··· DOCUMENTO

VENEZIA - “Quando sei a letto con la febbre di solito leggi molti libri. Il problema è che al massimo un paio valgono qualcosa. Ecco, la Mostra è come l’influenza”. Marco Paolini, l’anarchico di genio, l’uomo di Vajont, il Dario Fo del duemila, abbassa la voce e cerca d’essere tutt’uno con il muro della sala Volpi per passare inosservato. Oggi al festival dei vuoti a perdere c’è anche lui, piccola ampolla di grappa da conservare nella madia.
È qui per presentare il ritratto di Mario Rigoni Stern, cortometraggio realizzato con Carlo Mazzacurati, una lunga ed emozionante intervista con lo scrittore delle trincee, delle montagne, della memoria. Primi piani sulla barba dell’antico uomo, che commenta: “Abbiamo giocato a carte, bevuto vino e passeggiato nella neve. Ero sospettoso, ma se il risultato è questo adesso sono orgoglioso”. Ricordi di malghe e di larici solitari; niente a che vedere con il fritto misto hollywoodian-provinciale del lido in erezione.

······
··· ELENCO DEL DATASET

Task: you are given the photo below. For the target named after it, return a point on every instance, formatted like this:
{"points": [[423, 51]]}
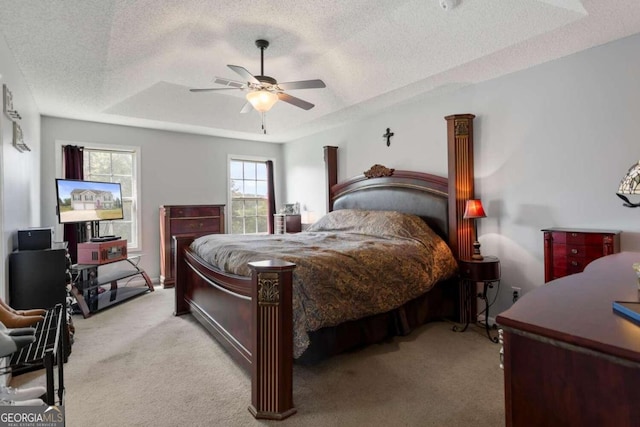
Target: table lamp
{"points": [[473, 210]]}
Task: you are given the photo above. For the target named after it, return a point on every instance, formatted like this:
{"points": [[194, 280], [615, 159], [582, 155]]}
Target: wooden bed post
{"points": [[272, 340], [331, 168], [461, 189], [180, 244], [460, 153]]}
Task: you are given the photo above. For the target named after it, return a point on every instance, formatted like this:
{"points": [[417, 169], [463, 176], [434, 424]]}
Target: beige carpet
{"points": [[137, 365]]}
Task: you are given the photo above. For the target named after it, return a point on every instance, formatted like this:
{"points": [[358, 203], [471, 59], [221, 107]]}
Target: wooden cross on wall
{"points": [[388, 135]]}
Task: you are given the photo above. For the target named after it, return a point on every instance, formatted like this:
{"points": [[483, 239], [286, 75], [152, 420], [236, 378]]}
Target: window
{"points": [[248, 190], [116, 165]]}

······

→ **DA SVOLGERE**
A - Cita per intero il documento, senza modificarne nemmeno una parola.
B - Riscrivi l'intero elenco del dataset sostituendo "photo" con "image" e lasciando invariato tutto il resto. Escludi le immagini dalla risposta.

→ **SOLUZIONI DELL'ESERCIZIO**
A -
VENEZIA - “Quando sei a letto con la febbre di solito leggi molti libri. Il problema è che al massimo un paio valgono qualcosa. Ecco, la Mostra è come l’influenza”. Marco Paolini, l’anarchico di genio, l’uomo di Vajont, il Dario Fo del duemila, abbassa la voce e cerca d’essere tutt’uno con il muro della sala Volpi per passare inosservato. Oggi al festival dei vuoti a perdere c’è anche lui, piccola ampolla di grappa da conservare nella madia.
È qui per presentare il ritratto di Mario Rigoni Stern, cortometraggio realizzato con Carlo Mazzacurati, una lunga ed emozionante intervista con lo scrittore delle trincee, delle montagne, della memoria. Primi piani sulla barba dell’antico uomo, che commenta: “Abbiamo giocato a carte, bevuto vino e passeggiato nella neve. Ero sospettoso, ma se il risultato è questo adesso sono orgoglioso”. Ricordi di malghe e di larici solitari; niente a che vedere con il fritto misto hollywoodian-provinciale del lido in erezione.

B -
Task: you are given the image below. For the target named after it, return a point on every instance, formatted like this:
{"points": [[423, 51]]}
Target: table lamp
{"points": [[473, 210]]}
Task: you are given the image above. For the target named after it, return a point on every instance, formatted like this:
{"points": [[194, 280], [615, 159], [582, 155]]}
Target: wooden bed post
{"points": [[272, 340], [331, 168], [461, 189], [180, 244], [460, 153]]}
Task: you are given the image above. For the target named after it, return a point on every instance, formatted like this:
{"points": [[417, 169], [463, 176], [434, 424]]}
Target: beige carpet
{"points": [[137, 365]]}
Task: you are given the image above. For the target named after it, return a point on every instance, formatted like this:
{"points": [[358, 203], [471, 59], [221, 107]]}
Target: wooden cross on wall
{"points": [[388, 135]]}
Task: you are given the image above. For the target named after it, return a point on every instance, formatted like this:
{"points": [[483, 239], [286, 75], [152, 420], [236, 378]]}
Target: window
{"points": [[248, 190], [116, 165]]}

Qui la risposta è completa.